▶ **Aim**:
Retype only what runs from the line that contains "Provide the location of every instance of the bird" through the last line of the listing below, both lines included.

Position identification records

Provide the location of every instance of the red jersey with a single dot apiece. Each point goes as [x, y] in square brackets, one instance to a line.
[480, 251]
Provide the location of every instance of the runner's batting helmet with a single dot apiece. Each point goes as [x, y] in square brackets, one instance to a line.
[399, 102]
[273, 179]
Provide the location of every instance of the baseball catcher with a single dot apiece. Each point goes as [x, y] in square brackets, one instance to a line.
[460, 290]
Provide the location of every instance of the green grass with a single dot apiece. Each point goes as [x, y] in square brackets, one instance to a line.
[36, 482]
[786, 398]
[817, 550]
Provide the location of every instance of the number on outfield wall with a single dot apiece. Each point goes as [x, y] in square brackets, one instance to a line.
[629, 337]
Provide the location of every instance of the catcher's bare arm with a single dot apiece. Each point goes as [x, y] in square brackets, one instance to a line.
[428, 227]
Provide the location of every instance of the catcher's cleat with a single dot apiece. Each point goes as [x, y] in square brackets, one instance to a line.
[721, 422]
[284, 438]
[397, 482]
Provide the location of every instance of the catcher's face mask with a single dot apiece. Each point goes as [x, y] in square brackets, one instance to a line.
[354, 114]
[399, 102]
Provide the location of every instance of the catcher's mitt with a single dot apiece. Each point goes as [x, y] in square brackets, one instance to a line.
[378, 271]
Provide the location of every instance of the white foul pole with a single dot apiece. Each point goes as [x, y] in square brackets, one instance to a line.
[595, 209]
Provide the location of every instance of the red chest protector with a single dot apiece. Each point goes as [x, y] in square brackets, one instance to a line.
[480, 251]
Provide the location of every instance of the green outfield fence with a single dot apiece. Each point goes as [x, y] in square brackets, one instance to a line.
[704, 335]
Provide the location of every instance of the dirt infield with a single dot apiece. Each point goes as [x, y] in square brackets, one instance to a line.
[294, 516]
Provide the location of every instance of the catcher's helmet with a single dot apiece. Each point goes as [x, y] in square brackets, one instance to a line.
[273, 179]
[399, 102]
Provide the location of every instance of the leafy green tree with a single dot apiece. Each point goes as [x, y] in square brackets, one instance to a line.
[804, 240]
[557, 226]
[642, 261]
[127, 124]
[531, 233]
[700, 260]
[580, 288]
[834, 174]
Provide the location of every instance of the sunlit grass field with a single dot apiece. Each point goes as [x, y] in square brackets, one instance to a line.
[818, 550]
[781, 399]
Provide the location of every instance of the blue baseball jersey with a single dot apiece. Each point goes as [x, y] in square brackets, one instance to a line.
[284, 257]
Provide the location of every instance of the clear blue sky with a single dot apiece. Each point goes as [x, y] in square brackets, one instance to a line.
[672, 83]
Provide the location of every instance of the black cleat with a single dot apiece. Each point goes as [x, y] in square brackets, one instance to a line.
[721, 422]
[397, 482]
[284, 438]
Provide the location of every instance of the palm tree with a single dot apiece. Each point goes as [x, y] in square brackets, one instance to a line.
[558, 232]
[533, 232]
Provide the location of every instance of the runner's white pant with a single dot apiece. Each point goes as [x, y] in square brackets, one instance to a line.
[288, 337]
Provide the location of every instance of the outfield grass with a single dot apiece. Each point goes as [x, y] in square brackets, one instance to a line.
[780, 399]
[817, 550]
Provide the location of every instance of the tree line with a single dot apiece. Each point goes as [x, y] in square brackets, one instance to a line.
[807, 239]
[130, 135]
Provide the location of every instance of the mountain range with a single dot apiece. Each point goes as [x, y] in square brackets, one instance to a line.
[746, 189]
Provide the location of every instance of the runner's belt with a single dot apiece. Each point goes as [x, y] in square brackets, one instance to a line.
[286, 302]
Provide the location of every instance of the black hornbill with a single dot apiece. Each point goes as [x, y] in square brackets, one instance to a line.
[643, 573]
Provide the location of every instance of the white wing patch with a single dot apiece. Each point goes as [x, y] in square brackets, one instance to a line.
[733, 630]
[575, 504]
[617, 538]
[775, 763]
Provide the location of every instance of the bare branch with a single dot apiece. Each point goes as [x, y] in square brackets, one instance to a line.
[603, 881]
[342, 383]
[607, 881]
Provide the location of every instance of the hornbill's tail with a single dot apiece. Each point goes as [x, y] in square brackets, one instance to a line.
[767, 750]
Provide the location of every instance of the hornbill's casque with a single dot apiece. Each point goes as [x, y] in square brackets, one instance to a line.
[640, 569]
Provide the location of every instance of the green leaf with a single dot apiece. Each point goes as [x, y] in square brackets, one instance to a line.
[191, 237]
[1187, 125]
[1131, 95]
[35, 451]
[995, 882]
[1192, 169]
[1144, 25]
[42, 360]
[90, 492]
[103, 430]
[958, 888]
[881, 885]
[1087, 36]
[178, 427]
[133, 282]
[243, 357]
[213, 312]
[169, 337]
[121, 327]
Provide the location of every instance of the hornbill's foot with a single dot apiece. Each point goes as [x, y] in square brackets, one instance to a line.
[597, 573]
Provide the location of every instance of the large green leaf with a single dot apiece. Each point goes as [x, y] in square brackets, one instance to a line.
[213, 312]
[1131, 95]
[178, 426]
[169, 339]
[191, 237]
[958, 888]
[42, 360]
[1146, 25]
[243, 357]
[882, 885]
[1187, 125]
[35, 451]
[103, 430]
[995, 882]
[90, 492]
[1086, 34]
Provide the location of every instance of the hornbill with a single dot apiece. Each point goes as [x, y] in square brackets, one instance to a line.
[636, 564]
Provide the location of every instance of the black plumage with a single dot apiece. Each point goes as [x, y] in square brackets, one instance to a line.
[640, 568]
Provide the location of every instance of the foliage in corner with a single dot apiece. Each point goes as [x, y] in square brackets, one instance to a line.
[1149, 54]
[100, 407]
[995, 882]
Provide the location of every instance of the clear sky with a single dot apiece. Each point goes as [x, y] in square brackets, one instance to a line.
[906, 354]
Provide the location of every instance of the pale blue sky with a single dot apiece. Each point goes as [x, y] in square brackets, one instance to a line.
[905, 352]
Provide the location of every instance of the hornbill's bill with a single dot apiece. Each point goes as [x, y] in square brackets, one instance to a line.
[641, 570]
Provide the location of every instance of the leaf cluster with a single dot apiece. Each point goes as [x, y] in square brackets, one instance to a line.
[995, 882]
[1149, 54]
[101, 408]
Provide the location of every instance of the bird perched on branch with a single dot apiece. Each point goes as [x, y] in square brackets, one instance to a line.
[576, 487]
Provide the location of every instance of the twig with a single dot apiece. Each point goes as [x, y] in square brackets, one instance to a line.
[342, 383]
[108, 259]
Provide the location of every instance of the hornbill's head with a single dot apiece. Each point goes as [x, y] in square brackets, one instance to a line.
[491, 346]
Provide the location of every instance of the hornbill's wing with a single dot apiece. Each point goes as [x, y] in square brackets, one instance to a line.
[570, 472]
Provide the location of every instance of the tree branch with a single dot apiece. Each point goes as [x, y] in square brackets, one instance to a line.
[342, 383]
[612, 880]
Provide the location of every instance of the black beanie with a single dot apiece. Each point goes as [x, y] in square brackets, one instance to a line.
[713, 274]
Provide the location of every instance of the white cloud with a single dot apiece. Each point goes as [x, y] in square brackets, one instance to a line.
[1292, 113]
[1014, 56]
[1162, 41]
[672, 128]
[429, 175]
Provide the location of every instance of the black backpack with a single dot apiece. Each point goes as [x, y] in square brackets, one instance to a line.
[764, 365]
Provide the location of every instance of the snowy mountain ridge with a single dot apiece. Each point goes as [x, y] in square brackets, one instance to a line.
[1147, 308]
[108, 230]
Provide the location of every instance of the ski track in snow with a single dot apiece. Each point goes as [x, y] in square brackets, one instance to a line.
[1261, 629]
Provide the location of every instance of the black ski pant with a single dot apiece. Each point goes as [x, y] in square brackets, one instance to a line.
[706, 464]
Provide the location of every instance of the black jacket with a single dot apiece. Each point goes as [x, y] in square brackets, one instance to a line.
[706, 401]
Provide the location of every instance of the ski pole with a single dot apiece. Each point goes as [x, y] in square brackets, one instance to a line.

▶ **In response**:
Provide the location of every instance of the bird perched on branch with a single dot apiece. Each point goes as [x, y] in square brackets, one instance to a line.
[576, 487]
Provide the location of every instance of the twig with a single dot apiece. Each point goes as [x, y] in square brackets, one instance to a line.
[342, 383]
[108, 259]
Provide the location of every instance of the hornbill's head with a single dot apiece. Each point goes as [x, y] in square brackets, one instance to a line.
[491, 346]
Provide the location of every instance of the hornbill's wing with a single dot apiece. Each point goes as [x, y] in square brackets, one instance to a line.
[570, 472]
Provide the location of every instance of the tree branch with a single dot apiece. Each point goes as [x, y] in square brackets, one instance to a line.
[342, 383]
[612, 880]
Provide the location of every instance of the black beanie with a single dot apiece. Each point goes as [x, y] in square brackets, one instance to a line.
[713, 274]
Provide the location of every instance of the white cloud with a single dot apiece. Each point goes as [x, y] in square brackets, one instance to a line.
[1292, 113]
[1014, 56]
[1162, 41]
[672, 128]
[429, 175]
Provide the location of every instance of the black backpack with a single dot apiece. Each point goes as [x, y] in square brackets, one instance to a line.
[764, 365]
Provide the location of every instance of the snowy mountain ridge with a single dot apiece. Each point goes as [x, y] in square brackets, one instance to a line.
[1147, 308]
[108, 230]
Provide the location of every instance of the ski track in snow with a single dot apiece. Each point goes as [x, y] in square brackets, one instance to a line.
[1261, 629]
Provide the location of every instance of the black ski pant with a single dot apiece. Each point goes as [x, y] in square brackets, one instance to a line.
[706, 464]
Provide the location of every instance of the black jacket with a single dot apiece. Each point goes as [x, y] in square brackets, one instance to a line.
[706, 401]
Provide the location of every instance of the ski pole with a single dot apiece. Each point goes as [x, y] in square brackets, one instance to a line.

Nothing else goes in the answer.